What you will do: How many lines in the listing below contain the word "pillow"? Reply with the number alone.

Supplied data:
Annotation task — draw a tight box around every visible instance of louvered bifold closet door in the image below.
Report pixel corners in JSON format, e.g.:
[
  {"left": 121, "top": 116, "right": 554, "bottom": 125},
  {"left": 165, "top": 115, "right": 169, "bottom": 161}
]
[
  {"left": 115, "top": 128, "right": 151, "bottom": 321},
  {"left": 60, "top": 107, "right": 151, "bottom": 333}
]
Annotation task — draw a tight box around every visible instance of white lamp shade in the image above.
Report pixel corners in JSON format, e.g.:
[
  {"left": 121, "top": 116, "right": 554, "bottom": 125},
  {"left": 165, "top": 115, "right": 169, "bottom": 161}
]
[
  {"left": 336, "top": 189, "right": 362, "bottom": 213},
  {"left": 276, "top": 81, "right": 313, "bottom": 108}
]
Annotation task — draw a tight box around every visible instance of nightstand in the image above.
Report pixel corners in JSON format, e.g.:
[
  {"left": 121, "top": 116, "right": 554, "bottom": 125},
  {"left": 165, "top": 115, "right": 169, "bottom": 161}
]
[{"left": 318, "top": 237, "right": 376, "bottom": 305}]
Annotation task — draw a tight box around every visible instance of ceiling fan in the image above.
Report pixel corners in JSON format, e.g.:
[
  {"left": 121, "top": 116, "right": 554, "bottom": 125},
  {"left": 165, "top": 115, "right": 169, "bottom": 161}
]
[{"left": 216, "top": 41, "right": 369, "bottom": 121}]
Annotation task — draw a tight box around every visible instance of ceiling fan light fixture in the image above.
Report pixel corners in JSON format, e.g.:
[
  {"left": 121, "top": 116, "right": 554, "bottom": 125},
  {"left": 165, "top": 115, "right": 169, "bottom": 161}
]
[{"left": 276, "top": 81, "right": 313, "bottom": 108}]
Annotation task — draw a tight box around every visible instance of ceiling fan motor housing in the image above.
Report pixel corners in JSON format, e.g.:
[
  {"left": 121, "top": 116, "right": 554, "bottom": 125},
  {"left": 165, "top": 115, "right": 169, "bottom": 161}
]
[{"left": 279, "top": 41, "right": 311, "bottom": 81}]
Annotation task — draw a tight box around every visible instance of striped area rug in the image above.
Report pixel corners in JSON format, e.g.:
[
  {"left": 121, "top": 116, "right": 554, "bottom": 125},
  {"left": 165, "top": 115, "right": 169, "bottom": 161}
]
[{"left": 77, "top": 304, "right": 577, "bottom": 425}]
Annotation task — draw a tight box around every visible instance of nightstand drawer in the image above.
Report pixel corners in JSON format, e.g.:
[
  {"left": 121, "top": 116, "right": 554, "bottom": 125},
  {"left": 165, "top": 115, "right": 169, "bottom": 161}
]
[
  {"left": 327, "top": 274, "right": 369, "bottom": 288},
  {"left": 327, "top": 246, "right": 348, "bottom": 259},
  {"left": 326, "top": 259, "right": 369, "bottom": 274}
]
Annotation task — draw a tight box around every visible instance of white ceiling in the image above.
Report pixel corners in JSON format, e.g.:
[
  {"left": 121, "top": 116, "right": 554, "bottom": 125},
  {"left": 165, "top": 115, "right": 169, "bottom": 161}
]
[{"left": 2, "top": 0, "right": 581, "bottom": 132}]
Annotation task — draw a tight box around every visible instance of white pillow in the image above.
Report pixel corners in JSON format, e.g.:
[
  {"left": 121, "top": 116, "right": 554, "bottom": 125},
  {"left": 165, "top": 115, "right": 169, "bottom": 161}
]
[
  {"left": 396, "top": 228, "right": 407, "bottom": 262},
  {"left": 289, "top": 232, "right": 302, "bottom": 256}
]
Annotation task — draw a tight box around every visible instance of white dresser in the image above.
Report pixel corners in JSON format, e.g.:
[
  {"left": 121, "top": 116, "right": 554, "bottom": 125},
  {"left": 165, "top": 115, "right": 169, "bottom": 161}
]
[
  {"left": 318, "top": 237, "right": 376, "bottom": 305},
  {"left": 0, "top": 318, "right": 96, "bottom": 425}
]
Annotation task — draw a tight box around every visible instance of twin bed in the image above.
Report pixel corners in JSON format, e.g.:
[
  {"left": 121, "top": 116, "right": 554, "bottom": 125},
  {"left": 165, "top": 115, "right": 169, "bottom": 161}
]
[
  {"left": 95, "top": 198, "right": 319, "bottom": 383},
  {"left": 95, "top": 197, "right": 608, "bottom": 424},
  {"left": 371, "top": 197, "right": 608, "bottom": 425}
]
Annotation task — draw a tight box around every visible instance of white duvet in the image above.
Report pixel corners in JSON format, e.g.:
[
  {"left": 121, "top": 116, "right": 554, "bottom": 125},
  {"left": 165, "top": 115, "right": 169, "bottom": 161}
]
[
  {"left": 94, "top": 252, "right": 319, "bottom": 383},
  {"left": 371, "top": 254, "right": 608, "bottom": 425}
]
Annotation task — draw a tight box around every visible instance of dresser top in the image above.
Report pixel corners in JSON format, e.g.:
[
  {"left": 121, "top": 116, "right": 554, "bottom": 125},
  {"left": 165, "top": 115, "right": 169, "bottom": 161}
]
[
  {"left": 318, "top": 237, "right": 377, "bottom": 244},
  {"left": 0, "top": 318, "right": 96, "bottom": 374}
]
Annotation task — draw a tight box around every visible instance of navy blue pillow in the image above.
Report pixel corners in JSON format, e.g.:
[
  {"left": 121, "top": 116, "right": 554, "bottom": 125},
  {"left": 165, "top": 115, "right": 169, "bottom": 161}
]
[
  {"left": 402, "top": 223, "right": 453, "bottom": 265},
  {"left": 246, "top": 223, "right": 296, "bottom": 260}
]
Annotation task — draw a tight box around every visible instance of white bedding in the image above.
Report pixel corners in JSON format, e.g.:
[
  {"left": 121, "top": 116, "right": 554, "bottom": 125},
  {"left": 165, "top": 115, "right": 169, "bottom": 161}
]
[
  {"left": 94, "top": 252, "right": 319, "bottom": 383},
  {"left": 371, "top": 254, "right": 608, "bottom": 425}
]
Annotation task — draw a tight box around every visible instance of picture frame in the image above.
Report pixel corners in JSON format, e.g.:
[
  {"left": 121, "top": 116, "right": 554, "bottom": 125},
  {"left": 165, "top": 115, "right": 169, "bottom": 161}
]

Exercise output: 2